◆ **Dataset records**
-- Opening Marker --

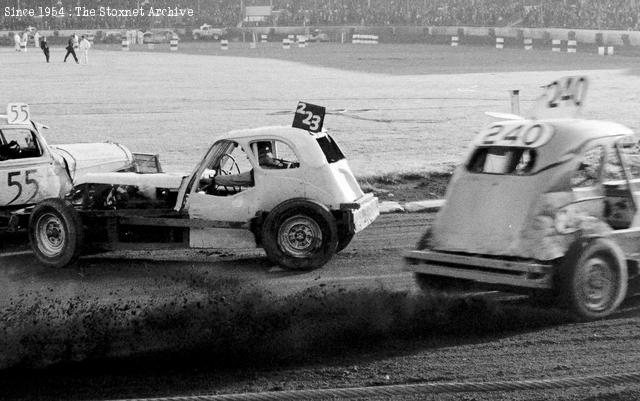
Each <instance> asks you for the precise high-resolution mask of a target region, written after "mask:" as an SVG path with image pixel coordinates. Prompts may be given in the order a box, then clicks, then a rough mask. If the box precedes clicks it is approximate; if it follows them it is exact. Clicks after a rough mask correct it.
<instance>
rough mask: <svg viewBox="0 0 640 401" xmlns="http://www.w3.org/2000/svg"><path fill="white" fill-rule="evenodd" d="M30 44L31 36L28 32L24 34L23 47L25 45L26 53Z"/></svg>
mask: <svg viewBox="0 0 640 401" xmlns="http://www.w3.org/2000/svg"><path fill="white" fill-rule="evenodd" d="M28 43H29V34H28V33H27V32H25V33H23V34H22V45H23V50H24V51H25V52H26V51H27V44H28Z"/></svg>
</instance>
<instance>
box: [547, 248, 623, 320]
mask: <svg viewBox="0 0 640 401" xmlns="http://www.w3.org/2000/svg"><path fill="white" fill-rule="evenodd" d="M559 269H560V270H559V271H558V275H559V280H558V282H559V290H560V291H559V292H560V294H562V297H563V301H564V302H565V304H566V306H567V307H568V308H569V310H570V311H572V312H573V313H575V314H576V315H577V316H578V317H579V318H582V319H585V320H593V319H601V318H603V317H606V316H608V315H610V314H611V313H613V312H614V311H615V310H616V309H617V308H618V306H620V304H621V303H622V301H623V300H624V297H625V296H626V294H627V285H628V282H627V281H628V272H627V266H626V261H625V259H624V254H623V252H622V250H621V249H620V247H618V246H617V245H616V244H615V243H614V242H613V241H611V240H610V239H605V238H596V239H592V240H588V242H582V243H578V244H575V245H574V246H573V247H572V248H571V249H570V250H569V252H568V253H567V255H566V256H565V258H564V263H563V264H562V265H561V266H559Z"/></svg>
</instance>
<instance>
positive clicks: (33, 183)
mask: <svg viewBox="0 0 640 401" xmlns="http://www.w3.org/2000/svg"><path fill="white" fill-rule="evenodd" d="M37 173H38V170H36V169H29V170H22V171H10V172H9V173H8V174H7V181H6V183H7V189H9V188H12V187H13V188H16V189H17V193H16V194H15V195H14V196H13V198H12V199H11V200H9V201H8V202H6V203H5V205H11V204H12V203H13V202H15V201H16V200H18V199H19V198H20V197H21V196H22V194H23V193H24V192H25V190H26V187H27V186H31V187H32V188H33V193H32V194H31V196H29V198H27V199H26V200H24V201H23V202H21V203H22V204H27V203H29V202H31V200H32V199H33V198H35V197H36V195H37V194H38V191H39V190H40V185H39V184H38V181H37V180H36V179H35V178H34V177H33V176H34V175H36V174H37ZM3 203H4V202H3ZM0 206H3V205H0Z"/></svg>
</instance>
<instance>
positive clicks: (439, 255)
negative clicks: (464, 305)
mask: <svg viewBox="0 0 640 401" xmlns="http://www.w3.org/2000/svg"><path fill="white" fill-rule="evenodd" d="M403 257H404V260H405V270H407V271H411V272H414V273H420V274H425V275H427V276H436V277H449V278H453V279H459V280H461V281H467V282H476V283H480V284H485V285H495V286H500V287H512V288H531V289H551V288H553V280H552V272H553V266H552V265H550V264H544V263H538V262H535V261H512V260H504V259H499V258H492V257H483V256H469V255H463V254H454V253H447V252H438V251H428V250H424V251H405V252H404V253H403Z"/></svg>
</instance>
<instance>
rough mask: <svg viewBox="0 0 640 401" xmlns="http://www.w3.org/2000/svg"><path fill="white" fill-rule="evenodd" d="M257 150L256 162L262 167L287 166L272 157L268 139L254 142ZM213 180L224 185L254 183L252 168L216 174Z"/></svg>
mask: <svg viewBox="0 0 640 401" xmlns="http://www.w3.org/2000/svg"><path fill="white" fill-rule="evenodd" d="M256 148H257V150H258V164H259V165H260V167H262V168H267V169H274V168H275V169H280V168H288V166H287V164H286V163H284V162H283V161H281V160H278V159H276V158H275V157H273V151H272V149H271V142H270V141H260V142H256ZM213 182H214V184H215V185H218V186H226V187H252V186H253V185H254V180H253V169H251V170H249V171H245V172H243V173H238V174H230V175H220V174H219V175H216V176H215V177H214V178H213Z"/></svg>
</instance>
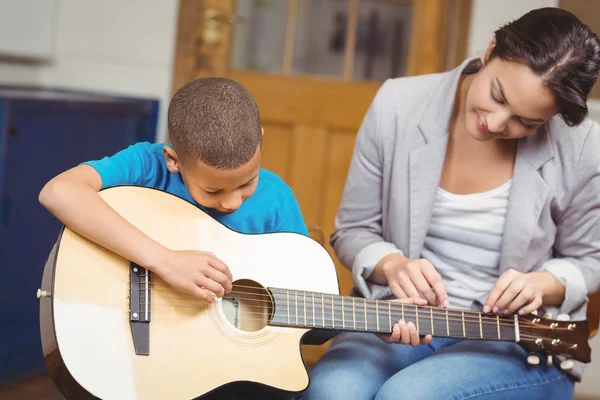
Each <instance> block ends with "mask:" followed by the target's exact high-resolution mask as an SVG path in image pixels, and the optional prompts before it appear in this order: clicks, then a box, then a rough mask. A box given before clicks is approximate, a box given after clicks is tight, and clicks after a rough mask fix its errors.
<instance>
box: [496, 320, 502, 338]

-- Closing Marker --

◆ **Requirement**
Reproduce the material in its entirety and word for word, without the pictures.

◆ **Task solution**
Each <instance> asks you for the precise high-resolution mask of a target region, written after "mask:" as an SVG path with image pixel coordinates. Prompts may be given in the order a box, then clicks, then a rough mask. If the box precedes clicks it is approximate; if it follows them it is exact. Clicks after a rough mask correct it.
<instance>
rough mask: <svg viewBox="0 0 640 401" xmlns="http://www.w3.org/2000/svg"><path fill="white" fill-rule="evenodd" d="M30 44L31 36L28 32L24 34L23 47L25 45L26 53Z"/></svg>
mask: <svg viewBox="0 0 640 401" xmlns="http://www.w3.org/2000/svg"><path fill="white" fill-rule="evenodd" d="M28 43H29V34H28V33H27V32H25V33H23V34H22V45H23V50H24V51H25V52H26V51H27V44H28Z"/></svg>
</instance>
<instance>
box: [547, 248, 623, 320]
mask: <svg viewBox="0 0 640 401" xmlns="http://www.w3.org/2000/svg"><path fill="white" fill-rule="evenodd" d="M559 269H560V270H559V271H558V275H559V280H558V282H559V290H560V291H559V292H560V294H562V297H563V301H564V302H565V304H566V306H567V307H568V308H569V310H570V311H572V312H573V313H575V314H576V315H577V316H578V317H579V318H582V319H585V320H593V319H601V318H603V317H606V316H608V315H610V314H611V313H613V312H614V311H615V310H616V309H617V308H618V306H620V304H621V303H622V301H623V300H624V297H625V296H626V294H627V285H628V282H627V281H628V272H627V266H626V261H625V259H624V254H623V252H622V250H621V249H620V247H618V246H617V245H616V244H615V243H614V242H613V241H611V240H610V239H605V238H596V239H592V240H588V242H582V243H578V244H575V245H574V246H573V247H572V248H571V249H570V250H569V252H568V253H567V255H566V256H565V258H564V263H563V264H562V265H561V266H559Z"/></svg>
</instance>
<instance>
positive clicks: (33, 183)
mask: <svg viewBox="0 0 640 401" xmlns="http://www.w3.org/2000/svg"><path fill="white" fill-rule="evenodd" d="M37 173H38V170H36V169H29V170H22V171H10V172H9V173H8V174H7V181H6V183H7V189H9V188H12V187H13V188H16V189H17V193H16V194H15V195H14V196H13V198H12V199H11V200H9V201H8V202H6V203H5V205H11V204H12V203H13V202H15V201H16V200H18V199H19V198H20V197H21V196H22V194H23V193H24V192H25V190H26V187H27V186H31V187H32V188H33V193H32V194H31V196H29V198H27V199H26V200H24V201H23V202H21V203H22V204H27V203H29V202H31V200H32V199H33V198H35V197H36V195H37V194H38V191H39V190H40V185H39V184H38V181H37V180H36V179H35V178H34V177H33V176H34V175H36V174H37ZM3 203H4V202H3ZM0 206H3V205H0Z"/></svg>
</instance>
<instance>
positive clicks: (439, 255)
negative clicks: (464, 305)
mask: <svg viewBox="0 0 640 401" xmlns="http://www.w3.org/2000/svg"><path fill="white" fill-rule="evenodd" d="M403 257H404V260H405V270H407V271H411V272H414V273H420V274H425V275H427V276H436V277H449V278H453V279H459V280H461V281H467V282H476V283H480V284H485V285H495V286H500V287H512V288H531V289H551V288H553V280H552V272H553V266H552V265H550V264H544V263H538V262H535V261H512V260H504V259H499V258H492V257H483V256H469V255H463V254H454V253H447V252H438V251H428V250H424V251H405V252H404V253H403Z"/></svg>
</instance>
<instance>
rough mask: <svg viewBox="0 0 640 401" xmlns="http://www.w3.org/2000/svg"><path fill="white" fill-rule="evenodd" d="M257 150L256 162L262 167L287 166L272 157L268 139L254 142ZM213 180L224 185L254 183L252 168L216 174Z"/></svg>
mask: <svg viewBox="0 0 640 401" xmlns="http://www.w3.org/2000/svg"><path fill="white" fill-rule="evenodd" d="M256 148H257V150H258V164H259V165H260V167H262V168H267V169H274V168H275V169H280V168H288V166H287V164H286V163H284V162H283V161H281V160H278V159H276V158H275V157H273V151H272V149H271V142H270V141H260V142H256ZM213 182H214V184H215V185H218V186H226V187H252V186H253V185H254V180H253V169H251V170H249V171H245V172H243V173H238V174H230V175H220V174H219V175H216V176H215V177H214V178H213Z"/></svg>
</instance>
Each <instance> block ends with "mask:" followed by the target's exact high-resolution mask as an SVG path in image pixels, and the optional prompts before it appear in this order: clicks, then a box, then a rough mask. A box given before clicks is approximate, a box given after clicks is tight, and clicks after a rough mask fix its errors.
<instance>
box: [496, 320, 502, 338]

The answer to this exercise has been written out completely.